WHAT YOU NEED TO DO: Rename "object" to "target" throughout the entries below and give them again with nothing else changed. Omit the pictures.

## Start DATA ENTRIES

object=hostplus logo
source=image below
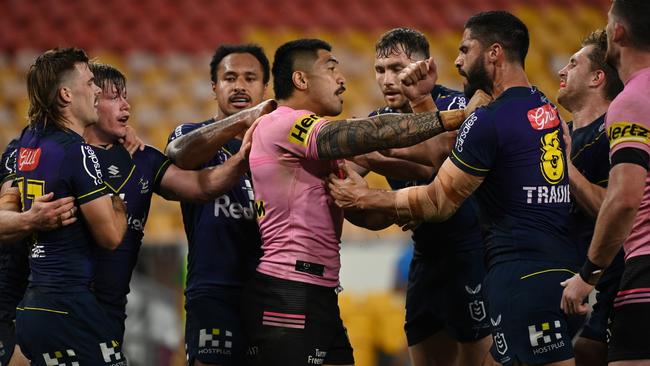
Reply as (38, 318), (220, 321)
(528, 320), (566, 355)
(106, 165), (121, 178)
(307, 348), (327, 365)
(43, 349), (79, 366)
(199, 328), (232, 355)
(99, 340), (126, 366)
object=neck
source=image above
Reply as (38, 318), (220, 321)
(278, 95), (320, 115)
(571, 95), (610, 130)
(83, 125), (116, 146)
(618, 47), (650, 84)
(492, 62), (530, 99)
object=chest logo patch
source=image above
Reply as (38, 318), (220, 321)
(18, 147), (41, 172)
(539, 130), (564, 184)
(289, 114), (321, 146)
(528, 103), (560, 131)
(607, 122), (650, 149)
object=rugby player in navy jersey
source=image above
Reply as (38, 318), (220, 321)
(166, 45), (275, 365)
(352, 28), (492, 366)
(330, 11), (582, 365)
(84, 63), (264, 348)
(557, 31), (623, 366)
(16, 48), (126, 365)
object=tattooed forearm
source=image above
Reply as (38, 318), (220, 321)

## End DATA ENTRIES

ANSWER TO THE EXERCISE:
target=hostplus logo
source=image below
Reply as (38, 318), (220, 321)
(528, 320), (566, 355)
(106, 165), (121, 178)
(307, 348), (327, 365)
(43, 349), (79, 366)
(199, 328), (232, 355)
(99, 340), (126, 366)
target=neck
source=image above
Reply as (38, 318), (220, 321)
(278, 95), (320, 115)
(571, 95), (610, 130)
(83, 125), (116, 146)
(618, 47), (650, 84)
(492, 62), (530, 99)
target=chest logo patch
source=image above
Reply as (38, 318), (220, 321)
(18, 147), (41, 172)
(539, 130), (564, 184)
(289, 114), (321, 146)
(528, 103), (560, 131)
(607, 122), (650, 149)
target=rugby player in navy jersey
source=image above
Reply as (38, 318), (220, 321)
(166, 45), (275, 365)
(352, 28), (492, 366)
(330, 11), (582, 365)
(84, 63), (264, 348)
(557, 31), (623, 366)
(16, 48), (126, 365)
target=tattooed forearm
source=image above
Reply as (38, 318), (220, 321)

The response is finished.